Material to process
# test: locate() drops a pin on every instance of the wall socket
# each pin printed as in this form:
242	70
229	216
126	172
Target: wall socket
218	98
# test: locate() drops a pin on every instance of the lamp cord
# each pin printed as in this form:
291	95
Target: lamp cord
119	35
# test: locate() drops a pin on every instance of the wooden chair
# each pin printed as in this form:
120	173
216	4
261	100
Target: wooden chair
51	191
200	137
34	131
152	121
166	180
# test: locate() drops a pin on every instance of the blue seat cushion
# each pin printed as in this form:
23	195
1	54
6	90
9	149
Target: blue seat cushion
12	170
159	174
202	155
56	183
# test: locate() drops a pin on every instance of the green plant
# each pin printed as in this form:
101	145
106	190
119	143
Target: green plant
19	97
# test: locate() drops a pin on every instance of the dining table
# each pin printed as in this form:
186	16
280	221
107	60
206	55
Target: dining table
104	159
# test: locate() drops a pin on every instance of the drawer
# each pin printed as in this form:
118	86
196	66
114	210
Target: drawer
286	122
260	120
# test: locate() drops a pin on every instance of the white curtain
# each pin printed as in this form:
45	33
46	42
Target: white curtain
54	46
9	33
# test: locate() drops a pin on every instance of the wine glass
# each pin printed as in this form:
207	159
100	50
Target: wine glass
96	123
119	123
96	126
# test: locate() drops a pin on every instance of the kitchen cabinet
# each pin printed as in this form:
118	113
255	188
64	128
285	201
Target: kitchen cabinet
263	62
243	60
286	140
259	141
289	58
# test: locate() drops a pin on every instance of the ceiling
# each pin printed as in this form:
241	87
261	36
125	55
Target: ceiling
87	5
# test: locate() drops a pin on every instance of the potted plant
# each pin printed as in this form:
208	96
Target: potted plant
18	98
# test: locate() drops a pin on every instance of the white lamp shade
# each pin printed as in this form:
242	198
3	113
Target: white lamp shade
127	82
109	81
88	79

What is expected
Each record above should be repeated exactly.

Reply to the exercise
# test: locate() drops a pin on every instance of the wall socket
# each pin printed as in this form:
242	70
229	216
126	172
Target: wall socket
218	98
# test: locate() drops a pin on every instance of the lamp cord
# each pin printed as in this form:
291	95
Target: lamp cord
119	35
# test: locate() drops a pin on every instance of the wooden chair
# each pin printed as in this form:
120	173
216	4
261	100
Target: wooden chair
51	191
200	137
34	131
152	121
166	180
# test: locate() drops a pin on every instance of the blue seat cushion
# each pin printed as in this form:
23	195
1	54
6	90
9	149
Target: blue seat cushion
12	170
159	174
202	155
56	183
# test: locate() drops a pin on every instance of the green plant
# each pin printed as in this form:
101	145
106	190
119	143
Target: green plant
19	97
# test: locate() drops a pin on every instance of the dining table
# each pin printed as in this form:
186	16
280	221
107	60
206	55
Target: dining table
104	159
# test: locate() drops a pin on every instance of the drawer
# each pin printed as in this form:
118	86
196	66
114	210
Target: drawer
286	122
260	120
# test: locate() drops a pin on every instance of the white curtain
# each pin printed as in this form:
45	33
46	42
Target: white curtain
54	46
9	33
# test: locate() drops a pin on every instance of the wine glass
# each pin printed as in this form:
207	159
100	50
Target: wine glass
96	123
119	123
96	126
# test: locate() drops a pin on every instance of the kitchen cabinet
# each pin printed as in this form:
118	113
255	188
64	128
285	201
Target: kitchen cabinet
263	62
243	60
286	140
259	141
289	58
# test: locate() drops a pin on every instance of the ceiling
# each pin printed as in this form:
241	87
261	36
125	55
Target: ceiling
87	5
# test: locate() drops a pin on every instance of the potted plant
# each pin printed as in this form:
208	96
Target: potted plant
18	98
# test: locate() drops a pin on every instance of the white lamp shade
# each pin printed as in this form:
242	198
3	113
Target: white lamp shade
127	82
109	81
88	79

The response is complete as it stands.